### Exercise materials

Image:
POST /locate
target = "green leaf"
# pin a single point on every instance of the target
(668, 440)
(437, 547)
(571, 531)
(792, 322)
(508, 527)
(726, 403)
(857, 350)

### What you have to do
Reproduce every item above verbatim, keeping each line unchanged.

### Result
Image:
POST /locate
target = "green leaf"
# pin a single point on every instance of the target
(668, 440)
(437, 547)
(571, 531)
(792, 322)
(508, 527)
(726, 403)
(857, 350)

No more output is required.